[Start Source data]

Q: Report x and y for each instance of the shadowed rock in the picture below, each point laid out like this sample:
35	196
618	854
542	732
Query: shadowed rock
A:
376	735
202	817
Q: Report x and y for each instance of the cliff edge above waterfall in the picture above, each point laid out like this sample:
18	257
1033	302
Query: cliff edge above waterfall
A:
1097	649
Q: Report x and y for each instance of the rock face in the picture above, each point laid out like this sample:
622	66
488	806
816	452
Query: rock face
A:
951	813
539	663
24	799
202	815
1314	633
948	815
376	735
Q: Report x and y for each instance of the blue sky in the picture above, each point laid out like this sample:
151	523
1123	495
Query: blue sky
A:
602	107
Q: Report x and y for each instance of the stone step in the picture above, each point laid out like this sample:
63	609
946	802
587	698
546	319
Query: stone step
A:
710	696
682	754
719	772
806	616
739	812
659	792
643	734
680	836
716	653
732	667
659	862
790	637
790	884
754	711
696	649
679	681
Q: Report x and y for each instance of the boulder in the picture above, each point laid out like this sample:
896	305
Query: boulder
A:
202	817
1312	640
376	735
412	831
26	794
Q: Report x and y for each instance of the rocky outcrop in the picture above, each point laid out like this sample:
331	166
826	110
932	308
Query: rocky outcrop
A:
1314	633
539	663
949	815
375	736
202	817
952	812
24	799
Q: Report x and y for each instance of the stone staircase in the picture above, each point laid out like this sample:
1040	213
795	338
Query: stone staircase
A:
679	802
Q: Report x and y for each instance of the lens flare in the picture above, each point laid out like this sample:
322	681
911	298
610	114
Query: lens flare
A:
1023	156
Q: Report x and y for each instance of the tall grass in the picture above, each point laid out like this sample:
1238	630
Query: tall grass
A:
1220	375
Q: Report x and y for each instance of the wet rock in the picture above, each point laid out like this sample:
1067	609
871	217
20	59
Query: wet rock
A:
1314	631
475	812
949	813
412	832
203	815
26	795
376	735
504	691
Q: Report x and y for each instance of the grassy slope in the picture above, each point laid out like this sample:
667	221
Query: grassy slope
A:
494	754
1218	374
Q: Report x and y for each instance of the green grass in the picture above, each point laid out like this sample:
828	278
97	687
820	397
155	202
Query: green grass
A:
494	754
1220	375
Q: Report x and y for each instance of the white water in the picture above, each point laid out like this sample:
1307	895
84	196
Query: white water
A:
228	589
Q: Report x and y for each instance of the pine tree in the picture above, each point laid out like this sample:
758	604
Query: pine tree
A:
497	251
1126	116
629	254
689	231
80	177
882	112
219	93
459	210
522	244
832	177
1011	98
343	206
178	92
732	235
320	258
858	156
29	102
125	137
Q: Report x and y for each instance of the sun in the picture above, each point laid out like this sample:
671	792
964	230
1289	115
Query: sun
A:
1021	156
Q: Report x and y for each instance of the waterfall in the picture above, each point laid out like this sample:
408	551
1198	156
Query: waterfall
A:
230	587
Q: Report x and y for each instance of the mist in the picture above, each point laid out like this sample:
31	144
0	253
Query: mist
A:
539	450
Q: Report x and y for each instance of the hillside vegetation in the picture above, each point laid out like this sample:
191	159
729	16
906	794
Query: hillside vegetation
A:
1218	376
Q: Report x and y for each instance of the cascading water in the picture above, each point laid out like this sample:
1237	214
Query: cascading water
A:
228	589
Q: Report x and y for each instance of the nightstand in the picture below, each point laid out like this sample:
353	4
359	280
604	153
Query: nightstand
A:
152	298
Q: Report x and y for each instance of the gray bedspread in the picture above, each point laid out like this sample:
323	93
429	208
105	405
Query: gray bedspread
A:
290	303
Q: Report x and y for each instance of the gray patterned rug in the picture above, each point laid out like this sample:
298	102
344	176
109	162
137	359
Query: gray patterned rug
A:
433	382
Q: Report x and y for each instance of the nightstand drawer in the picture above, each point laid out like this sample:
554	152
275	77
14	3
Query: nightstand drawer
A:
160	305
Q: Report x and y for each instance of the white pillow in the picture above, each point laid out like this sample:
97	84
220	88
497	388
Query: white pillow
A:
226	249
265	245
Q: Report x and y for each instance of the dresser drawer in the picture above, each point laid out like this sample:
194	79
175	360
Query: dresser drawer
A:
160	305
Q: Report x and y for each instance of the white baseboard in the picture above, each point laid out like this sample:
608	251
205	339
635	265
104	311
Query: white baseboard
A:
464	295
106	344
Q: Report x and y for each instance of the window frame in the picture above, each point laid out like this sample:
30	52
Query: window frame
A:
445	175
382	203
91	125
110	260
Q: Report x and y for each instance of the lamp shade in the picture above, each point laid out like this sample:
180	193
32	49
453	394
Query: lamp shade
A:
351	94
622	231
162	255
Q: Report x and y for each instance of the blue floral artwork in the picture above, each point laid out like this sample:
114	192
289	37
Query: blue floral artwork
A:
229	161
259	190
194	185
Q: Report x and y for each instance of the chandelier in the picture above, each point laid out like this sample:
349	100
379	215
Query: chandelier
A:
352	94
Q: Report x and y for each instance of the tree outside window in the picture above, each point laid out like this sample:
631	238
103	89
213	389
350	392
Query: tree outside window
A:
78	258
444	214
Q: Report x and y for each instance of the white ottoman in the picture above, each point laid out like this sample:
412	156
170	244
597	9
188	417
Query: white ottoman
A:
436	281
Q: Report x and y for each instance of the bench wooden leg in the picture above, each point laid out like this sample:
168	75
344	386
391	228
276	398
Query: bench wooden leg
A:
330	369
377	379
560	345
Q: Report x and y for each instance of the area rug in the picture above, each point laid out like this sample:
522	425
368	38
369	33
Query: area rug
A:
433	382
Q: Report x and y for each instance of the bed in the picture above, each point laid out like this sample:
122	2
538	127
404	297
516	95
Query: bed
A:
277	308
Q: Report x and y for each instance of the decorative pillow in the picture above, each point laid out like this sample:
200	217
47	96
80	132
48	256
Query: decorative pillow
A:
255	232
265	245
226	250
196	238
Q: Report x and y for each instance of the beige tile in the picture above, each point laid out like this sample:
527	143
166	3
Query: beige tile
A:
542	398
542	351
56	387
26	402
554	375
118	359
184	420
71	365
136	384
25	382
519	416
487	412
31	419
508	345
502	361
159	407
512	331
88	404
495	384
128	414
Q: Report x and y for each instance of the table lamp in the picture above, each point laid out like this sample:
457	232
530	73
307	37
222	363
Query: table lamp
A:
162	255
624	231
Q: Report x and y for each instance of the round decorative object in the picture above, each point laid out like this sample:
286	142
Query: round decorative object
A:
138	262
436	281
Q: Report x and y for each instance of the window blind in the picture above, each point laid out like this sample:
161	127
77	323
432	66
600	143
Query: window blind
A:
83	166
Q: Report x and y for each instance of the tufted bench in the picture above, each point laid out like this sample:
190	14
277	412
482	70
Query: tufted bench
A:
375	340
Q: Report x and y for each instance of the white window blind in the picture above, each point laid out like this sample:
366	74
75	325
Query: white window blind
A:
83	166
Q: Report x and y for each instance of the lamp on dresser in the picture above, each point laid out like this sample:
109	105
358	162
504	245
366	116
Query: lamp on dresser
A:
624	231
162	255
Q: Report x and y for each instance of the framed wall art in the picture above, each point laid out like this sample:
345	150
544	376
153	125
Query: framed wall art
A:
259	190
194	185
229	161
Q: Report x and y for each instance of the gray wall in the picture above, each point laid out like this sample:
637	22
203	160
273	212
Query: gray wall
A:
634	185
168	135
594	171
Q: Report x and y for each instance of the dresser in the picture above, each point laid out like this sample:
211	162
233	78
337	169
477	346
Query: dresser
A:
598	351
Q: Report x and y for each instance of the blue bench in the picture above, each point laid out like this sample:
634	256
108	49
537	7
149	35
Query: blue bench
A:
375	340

[End Source data]

Requirements: Set down every record above exactly as given.

Output below:
Q: Report x and y for each instance of the shadowed rock in the picture below, each point laid out like this sample:
35	196
618	854
542	732
Query: shadowed rock
A:
376	735
202	817
Q: Report x and y for each instance of the cliff edge above waterfall in the picture above, each point laid out like this sample:
18	257
1033	302
Query: cliff edge above waterfall
A:
1097	649
Q: Report x and y for each instance of the rock face in the picture above, each point laid out like this sample:
622	66
488	806
816	452
Query: rock face
A:
951	813
539	663
24	799
202	815
1314	633
948	815
376	735
Q: Report x and y for each instance of the blue sky in the picture above, each point laid out like this sample:
151	523
1123	495
Query: blue sky
A:
602	107
Q: Report x and y for each instance of the stone step in the picture above, each point laid out like this sample:
63	609
946	802
587	698
546	319
Query: stone step
A:
710	696
682	754
719	772
806	616
739	812
659	792
643	734
680	836
716	653
732	667
659	862
790	637
790	884
754	711
696	649
679	681
Q: Report x and y for each instance of the boulder in the picture above, each point laid out like this sample:
896	305
Query: boulder
A:
202	817
1312	640
376	735
412	831
26	794
Q: Report x and y for each instance of the rocky outcrop in the picture above, each point laid out like this sample:
331	166
826	110
932	308
Query: rocky outcrop
A:
1314	633
539	663
949	815
375	736
202	817
952	812
24	799
Q: Report x and y for each instance of the stone staircase in the picture above, each point laid out like this sample:
1040	213
795	338
Query: stone staircase
A:
679	802
Q: Report x and y for each instance of the lens flare in the picture above, each point laid out like this sample:
322	681
911	298
610	114
Query: lens flare
A:
1023	156
Q: Report x and y for each instance of the tall grass in the picture above, each point laid out like this sample:
1238	630
Query: tall grass
A:
1220	375
Q: Report x and y for each instance of the wet rock in the picture above, each point laid out like this sample:
1067	609
871	217
20	59
Query: wet rock
A:
1314	631
475	812
949	813
412	832
203	815
26	795
376	735
504	691
Q: Report x and y for each instance of the grassy slope in the picture above, each point laid out like this sample:
667	221
Query: grassy slope
A:
494	754
1218	374
Q: Report x and y for each instance of the green grass in the picture above, each point laid out like this sample:
828	278
97	687
820	397
155	202
Query: green grass
A:
494	754
1220	375
Q: Report x and y for each instance of the white water in the picture above, each point laid out like this sample:
1307	895
84	196
Query: white water
A:
228	589
Q: Report x and y for each instance of the pine tree in the picture above, each point laid out like this sample:
758	604
Query: pine tree
A:
497	251
1126	116
629	254
689	231
80	177
882	112
219	93
459	210
522	244
832	177
1011	98
343	206
178	92
732	235
320	258
858	156
29	102
125	137
Q: Report x and y for each instance of the sun in the picture above, each point laid out like this sample:
671	792
964	230
1289	115
Query: sun
A:
1021	156
Q: Report x and y for each instance of the waterfall in the picture above, each point laid out like this sample:
408	551
1198	156
Query: waterfall
A:
230	587
Q: Report x and y for each instance of the mist in the picture above, each point laid out like this sample:
31	144
0	253
Query: mist
A:
539	450
Q: Report x and y for each instance of the hillside vegetation in the picture above, each point laid out like this sample:
191	159
729	16
906	794
Query: hillside vegetation
A:
1218	376
Q: Report x and y for each instance of the cascading water in the picture above, each point laid out like this sample:
1237	214
Query: cascading water
A:
228	589
Q: Report x and y for each instance of the nightstand in the picture below, each point laid out like this sample:
353	4
359	280
604	153
Query: nightstand
A:
152	298
Q: Report x and y for each instance of the gray bedspread in the picture above, each point laid out like this sample:
323	93
429	208
105	405
Query: gray bedspread
A:
290	303
Q: Report x and y for each instance of the gray patterned rug in the picture above, each point laid out like this sample:
298	102
344	176
109	162
137	359
Query: gray patterned rug
A:
433	382
Q: Report x and y for each instance of the nightstand drawer in the picture above, each point laid out like this sample:
554	152
275	77
14	3
Query: nightstand drawer
A:
160	305
Q: Report x and y for each instance of the white pillow in the picture above, each point laid out like this sample:
97	84
220	88
497	388
Query: white pillow
A:
226	249
265	245
Q: Report x and y for each instance of the dresser drawer in the picture above, each point laid out like this sample:
194	79
175	360
Query: dresser drawer
A:
160	305
Q: Report x and y for each instance of the white baseboard in the picture above, each point laid out like this sample:
608	251
205	339
635	265
104	311
Query: white baseboard
A:
464	295
106	344
Q: Report x and y for each instance of the window frame in the picture above, each point laid out like this sample:
30	52
Query: window frame
A:
445	175
382	203
91	125
110	260
Q: Report x and y for each instance of the lamp shade in the picture above, each point laid out like this sample:
180	193
32	49
453	394
Query: lamp shade
A:
351	94
622	231
162	255
Q: Report x and y for each instance of the blue floral artwork in the picture above, each point laid out like this sample:
114	192
289	37
Query: blue floral artwork
A:
229	161
259	190
194	185
Q: Report x and y for each instance of the chandelier in the picture above, each point laid out like this sample:
349	100
379	215
Query: chandelier
A:
352	94
Q: Report x and y for each instance of the tree outside window in the picture above, each point laid out like this sample:
631	238
103	89
213	389
350	392
Query: tree outside window
A:
78	258
444	214
Q: Report x and y for each instance of the white ottoman in the picture above, each point laid out like this sample:
412	156
170	244
597	9
188	417
Query: white ottoman
A:
436	281
Q: Report x and y for each instance of the bench wooden leg in the picture above, each point laid out like this sample:
168	75
344	386
391	228
276	398
Query: bench wooden leg
A:
330	369
377	379
560	345
Q: Report x and y for each instance of the area rug in the picture above, each point laid out like this sample:
522	425
368	38
369	33
Query: area rug
A:
433	382
Q: Report x and y for each instance of the bed in the picture above, each point laid out like this sample:
122	2
538	127
404	297
516	95
Query: bed
A:
277	308
Q: Report x and y for each instance of the decorative pillow in the picture above, each point laid out like this sample:
200	217
47	96
80	132
48	256
Query: decorative pillow
A:
255	232
265	245
226	250
196	238
Q: Report x and y for each instance of the beige tile in the picture above, each point laid out like this sample:
527	143
166	3
Query: beige tile
A:
542	398
542	351
56	387
26	402
554	375
118	359
184	420
71	365
136	384
25	382
519	416
487	412
31	419
508	345
502	361
159	407
512	331
88	404
495	384
128	414
Q: Report x and y for each instance of the table lamp in the picture above, each point laid out like this sample:
457	232
530	73
307	37
222	363
Query: table lamp
A:
162	255
624	231
Q: Report x and y for each instance of the round decorative object in the picture above, each point laid out like this sample:
286	142
Query: round decorative object
A:
138	262
436	281
Q: Report x and y for each instance of the window blind in the picture above, each point laid out like this sample:
161	127
77	323
432	66
600	143
Query: window blind
A:
83	166
Q: Report x and y for each instance of the tufted bench in the picture above, each point laid out like this sample:
190	14
277	412
482	70
Query: tufted bench
A:
375	340
Q: Report x and y for each instance of the white window blind in the picture above, each point laid out like this sample:
366	74
75	325
Query: white window blind
A:
83	166
Q: Report x and y for each instance of the lamp on dresser in the picture above, each point laid out like this sample:
109	105
358	162
504	245
366	116
Query: lamp on dresser
A:
624	231
162	255
Q: Report x and y for each instance of the framed wall art in the picture above, each point laid out like this sample:
345	150
544	376
153	125
Query: framed wall art
A:
259	190
194	185
229	161
Q: Report x and y for each instance of the gray wall in the picture above, each point laid out like this sample:
637	22
203	160
273	212
Query: gray wall
A:
634	185
168	135
594	171
Q: Report x and y for each instance of the dresser in the picture above, each point laid out like this sample:
211	162
233	78
337	169
477	346
Query: dresser
A:
598	351
Q: Report x and y for each instance of the blue bench in the picture above, each point laid out like this sample:
634	256
108	49
537	7
149	35
Query: blue bench
A:
375	340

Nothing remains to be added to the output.